Stated exercise: Determine how many lines of the records below contain the word "front". Reply with the number alone.

Provided data:

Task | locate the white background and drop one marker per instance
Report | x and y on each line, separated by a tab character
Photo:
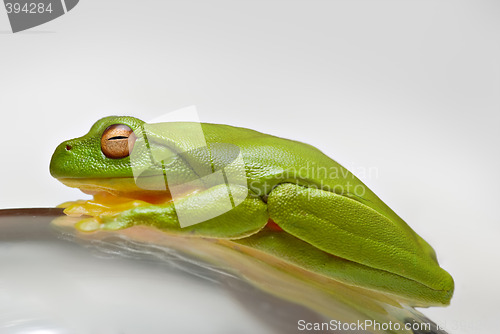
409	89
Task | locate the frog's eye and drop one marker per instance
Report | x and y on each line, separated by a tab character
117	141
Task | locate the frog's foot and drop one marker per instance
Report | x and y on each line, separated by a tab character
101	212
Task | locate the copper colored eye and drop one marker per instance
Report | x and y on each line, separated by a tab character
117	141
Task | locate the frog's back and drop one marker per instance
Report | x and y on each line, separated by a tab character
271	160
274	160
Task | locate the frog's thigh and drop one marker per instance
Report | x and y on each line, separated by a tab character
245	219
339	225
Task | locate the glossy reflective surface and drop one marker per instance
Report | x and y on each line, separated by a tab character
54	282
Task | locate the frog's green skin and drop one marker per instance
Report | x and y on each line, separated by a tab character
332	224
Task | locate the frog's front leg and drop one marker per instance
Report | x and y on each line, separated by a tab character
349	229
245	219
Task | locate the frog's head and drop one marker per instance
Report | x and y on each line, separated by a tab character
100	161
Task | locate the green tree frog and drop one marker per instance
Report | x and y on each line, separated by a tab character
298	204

---

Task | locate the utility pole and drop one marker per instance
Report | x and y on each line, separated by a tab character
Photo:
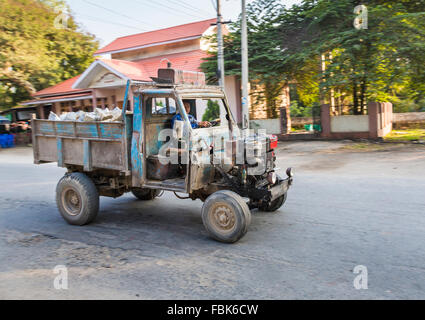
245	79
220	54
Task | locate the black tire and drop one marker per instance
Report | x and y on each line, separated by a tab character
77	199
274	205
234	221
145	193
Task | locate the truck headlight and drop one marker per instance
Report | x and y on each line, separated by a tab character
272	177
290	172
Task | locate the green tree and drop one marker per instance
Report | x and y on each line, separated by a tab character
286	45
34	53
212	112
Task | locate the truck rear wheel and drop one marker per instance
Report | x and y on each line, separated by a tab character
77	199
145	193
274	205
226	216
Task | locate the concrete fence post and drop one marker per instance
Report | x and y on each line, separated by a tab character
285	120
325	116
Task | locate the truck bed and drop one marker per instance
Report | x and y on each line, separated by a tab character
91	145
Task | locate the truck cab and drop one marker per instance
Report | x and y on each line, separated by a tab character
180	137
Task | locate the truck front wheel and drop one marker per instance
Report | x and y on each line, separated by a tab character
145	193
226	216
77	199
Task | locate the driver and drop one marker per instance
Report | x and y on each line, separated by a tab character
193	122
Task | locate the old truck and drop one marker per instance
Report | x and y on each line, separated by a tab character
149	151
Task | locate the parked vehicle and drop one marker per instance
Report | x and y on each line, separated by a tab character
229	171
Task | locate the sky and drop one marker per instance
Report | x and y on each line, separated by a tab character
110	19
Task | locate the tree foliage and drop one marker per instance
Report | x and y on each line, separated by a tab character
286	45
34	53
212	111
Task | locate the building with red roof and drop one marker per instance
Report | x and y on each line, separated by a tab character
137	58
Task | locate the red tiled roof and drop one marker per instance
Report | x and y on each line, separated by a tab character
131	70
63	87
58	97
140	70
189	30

---

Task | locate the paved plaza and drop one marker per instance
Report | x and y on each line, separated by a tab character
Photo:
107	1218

Exercise solution: 2